* **Okuma parçası**
Anahtar Kelimeler: Kafkasya, Dağıstan, Rusya, Nakşibendiye, Halidiye, Gazi Muhammed, Hamzat, Şamil, Müridizm, Gazavat

Abstract

Caucasus mountaineers, who were trying to resist against Russian invasion and colonisation begined in Northern Caucasus, had started a more well-coordinated liberation combat via the organization of Nakshibandiyya-Khalidiyya Tariqat known as “muridism”. Efects of muridism had not only confined to organise combat with Russians but also trasformed the mountaineer community fundamentally. During this transformation activity, strength had been used besides religious discourses and interpretations. In this period, which has been known as Period of Imams, nearly following policies had been carried on.

* **Liste**
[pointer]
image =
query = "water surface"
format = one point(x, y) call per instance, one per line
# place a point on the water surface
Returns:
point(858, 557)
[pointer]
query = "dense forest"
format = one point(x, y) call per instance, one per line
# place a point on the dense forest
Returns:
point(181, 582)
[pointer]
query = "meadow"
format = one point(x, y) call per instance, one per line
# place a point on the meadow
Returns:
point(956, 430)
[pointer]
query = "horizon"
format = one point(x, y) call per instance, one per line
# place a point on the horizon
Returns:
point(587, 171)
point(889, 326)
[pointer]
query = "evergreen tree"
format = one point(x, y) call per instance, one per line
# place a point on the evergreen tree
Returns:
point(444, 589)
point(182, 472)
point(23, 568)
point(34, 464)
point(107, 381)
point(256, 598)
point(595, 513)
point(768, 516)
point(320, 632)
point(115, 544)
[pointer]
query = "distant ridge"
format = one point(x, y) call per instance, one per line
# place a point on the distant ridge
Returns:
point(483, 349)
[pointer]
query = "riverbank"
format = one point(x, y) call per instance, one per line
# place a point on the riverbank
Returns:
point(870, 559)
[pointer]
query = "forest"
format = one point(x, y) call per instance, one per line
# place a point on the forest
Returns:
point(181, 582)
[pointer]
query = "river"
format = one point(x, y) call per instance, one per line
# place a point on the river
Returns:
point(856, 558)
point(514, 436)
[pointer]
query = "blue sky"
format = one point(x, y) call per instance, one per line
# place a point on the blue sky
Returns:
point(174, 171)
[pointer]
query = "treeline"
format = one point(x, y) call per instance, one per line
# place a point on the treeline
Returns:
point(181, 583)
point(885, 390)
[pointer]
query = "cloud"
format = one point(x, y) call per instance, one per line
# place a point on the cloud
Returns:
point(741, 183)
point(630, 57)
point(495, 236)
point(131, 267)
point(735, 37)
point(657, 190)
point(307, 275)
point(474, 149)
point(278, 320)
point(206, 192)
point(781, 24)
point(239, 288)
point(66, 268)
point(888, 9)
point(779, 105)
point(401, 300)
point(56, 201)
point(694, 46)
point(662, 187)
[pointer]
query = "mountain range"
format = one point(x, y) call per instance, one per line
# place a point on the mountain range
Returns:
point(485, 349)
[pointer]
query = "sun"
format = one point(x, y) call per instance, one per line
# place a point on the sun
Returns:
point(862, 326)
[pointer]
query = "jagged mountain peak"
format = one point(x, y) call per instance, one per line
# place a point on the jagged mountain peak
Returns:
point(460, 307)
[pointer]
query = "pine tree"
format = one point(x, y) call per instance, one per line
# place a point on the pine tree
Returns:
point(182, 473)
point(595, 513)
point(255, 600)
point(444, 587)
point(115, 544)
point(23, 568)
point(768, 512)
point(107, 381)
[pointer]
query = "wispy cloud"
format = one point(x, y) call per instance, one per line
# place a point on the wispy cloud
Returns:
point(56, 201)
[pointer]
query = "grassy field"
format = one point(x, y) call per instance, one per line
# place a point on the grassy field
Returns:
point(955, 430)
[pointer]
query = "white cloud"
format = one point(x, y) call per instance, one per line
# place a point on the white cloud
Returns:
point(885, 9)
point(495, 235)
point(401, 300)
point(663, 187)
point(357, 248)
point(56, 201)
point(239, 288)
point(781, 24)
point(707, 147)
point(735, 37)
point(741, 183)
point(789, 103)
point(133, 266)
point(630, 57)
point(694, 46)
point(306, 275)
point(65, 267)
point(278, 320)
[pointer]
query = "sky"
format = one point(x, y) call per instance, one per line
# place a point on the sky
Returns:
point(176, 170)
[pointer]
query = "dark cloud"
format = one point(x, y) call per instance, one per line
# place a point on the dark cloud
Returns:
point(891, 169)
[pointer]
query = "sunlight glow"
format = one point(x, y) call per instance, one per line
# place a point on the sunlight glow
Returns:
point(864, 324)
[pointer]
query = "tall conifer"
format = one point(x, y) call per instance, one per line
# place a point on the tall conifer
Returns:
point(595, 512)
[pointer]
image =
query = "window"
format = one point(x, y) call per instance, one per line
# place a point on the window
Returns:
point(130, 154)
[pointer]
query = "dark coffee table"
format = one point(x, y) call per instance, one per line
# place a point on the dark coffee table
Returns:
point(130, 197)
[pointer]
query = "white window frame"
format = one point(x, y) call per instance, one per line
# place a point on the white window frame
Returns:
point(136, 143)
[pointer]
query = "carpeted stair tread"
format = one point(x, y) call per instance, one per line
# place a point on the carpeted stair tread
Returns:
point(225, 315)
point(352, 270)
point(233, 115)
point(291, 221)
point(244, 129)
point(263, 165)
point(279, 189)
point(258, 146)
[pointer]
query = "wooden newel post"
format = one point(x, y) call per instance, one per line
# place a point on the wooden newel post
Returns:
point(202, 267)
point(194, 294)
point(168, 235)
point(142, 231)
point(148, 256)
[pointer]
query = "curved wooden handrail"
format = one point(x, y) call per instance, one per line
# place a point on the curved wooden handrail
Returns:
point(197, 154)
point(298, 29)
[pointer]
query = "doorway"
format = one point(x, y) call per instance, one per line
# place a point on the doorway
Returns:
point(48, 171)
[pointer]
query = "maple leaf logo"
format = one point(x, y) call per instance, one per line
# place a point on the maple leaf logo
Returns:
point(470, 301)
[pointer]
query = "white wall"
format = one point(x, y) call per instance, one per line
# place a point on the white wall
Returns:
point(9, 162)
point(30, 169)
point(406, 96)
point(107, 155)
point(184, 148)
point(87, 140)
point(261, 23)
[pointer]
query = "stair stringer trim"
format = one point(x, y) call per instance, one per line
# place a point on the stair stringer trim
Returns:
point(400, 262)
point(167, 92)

* **Görev**
Okuma parçasına göre Kafkas dağlılarının mücadelesini örgütleyen Nakşibendiye-Halidiye tarikatı yapılanması hangi adla bilinir? Lütfen yalnızca okuma parçasındaki bilgileri kullanın.

* **Cevap**
Müridizm adıyla bilinir.